TASK OBJECTIVE: Your task is to print all of the data word for word.

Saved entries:
———

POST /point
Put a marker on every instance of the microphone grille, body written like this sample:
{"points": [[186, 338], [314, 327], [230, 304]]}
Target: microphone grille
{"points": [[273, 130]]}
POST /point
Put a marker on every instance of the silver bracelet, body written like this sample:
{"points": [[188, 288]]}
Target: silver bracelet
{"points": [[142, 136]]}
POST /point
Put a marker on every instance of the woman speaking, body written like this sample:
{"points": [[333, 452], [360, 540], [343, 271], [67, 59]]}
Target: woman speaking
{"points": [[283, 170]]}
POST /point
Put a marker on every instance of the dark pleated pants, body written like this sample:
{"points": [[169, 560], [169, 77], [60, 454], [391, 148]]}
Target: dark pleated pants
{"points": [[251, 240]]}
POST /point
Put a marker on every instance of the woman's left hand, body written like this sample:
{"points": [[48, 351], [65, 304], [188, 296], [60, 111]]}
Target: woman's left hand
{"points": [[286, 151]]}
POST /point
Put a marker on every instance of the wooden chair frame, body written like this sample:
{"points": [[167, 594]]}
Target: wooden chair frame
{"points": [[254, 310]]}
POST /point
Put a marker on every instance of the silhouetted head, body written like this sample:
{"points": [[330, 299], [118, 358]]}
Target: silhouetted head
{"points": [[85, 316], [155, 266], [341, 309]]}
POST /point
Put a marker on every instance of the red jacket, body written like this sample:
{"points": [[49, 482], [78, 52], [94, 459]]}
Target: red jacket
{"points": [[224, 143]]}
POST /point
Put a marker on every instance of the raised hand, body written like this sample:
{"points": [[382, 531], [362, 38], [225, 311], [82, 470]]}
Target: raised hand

———

EXERCISE OUTPUT:
POST /point
Put a marker on every instance of the microphone grille, body written like this sample:
{"points": [[186, 338], [314, 327], [230, 304]]}
Target: microphone grille
{"points": [[273, 130]]}
POST /point
Put a marker on every instance of the silver bracelet, body written like this sample:
{"points": [[188, 288]]}
Target: silver bracelet
{"points": [[142, 136]]}
POST /point
Put a marker on every instance of the woman speaking, body written like this sample:
{"points": [[333, 452], [360, 540], [343, 271], [67, 59]]}
Target: woman speaking
{"points": [[283, 170]]}
POST /point
Put a marker on every instance of the dark pleated pants, body written like this sample:
{"points": [[169, 560], [169, 77], [60, 454], [391, 148]]}
Target: dark pleated pants
{"points": [[251, 240]]}
POST /point
Put a marker on every instance of the woman's left hand, body written like this sample:
{"points": [[48, 351], [65, 304], [188, 296], [60, 111]]}
Target: woman's left hand
{"points": [[286, 151]]}
POST /point
Put a marker on every instance of the wooden chair frame, body written like this sample:
{"points": [[167, 594]]}
Target: wooden chair frame
{"points": [[254, 310]]}
POST /point
Put a marker on every instance of the silhouetted head, body written like this sample:
{"points": [[330, 299], [118, 358]]}
Target: silhouetted head
{"points": [[85, 316], [155, 266], [341, 309]]}
POST /point
Put a marker on every instance of the red jacket, body written like this sample:
{"points": [[49, 482], [78, 52], [94, 459]]}
Target: red jacket
{"points": [[224, 143]]}
POST /point
Put a marker on every instance of the raised hand, body written like this sample:
{"points": [[382, 531], [362, 38], [225, 311], [82, 470]]}
Target: raised hand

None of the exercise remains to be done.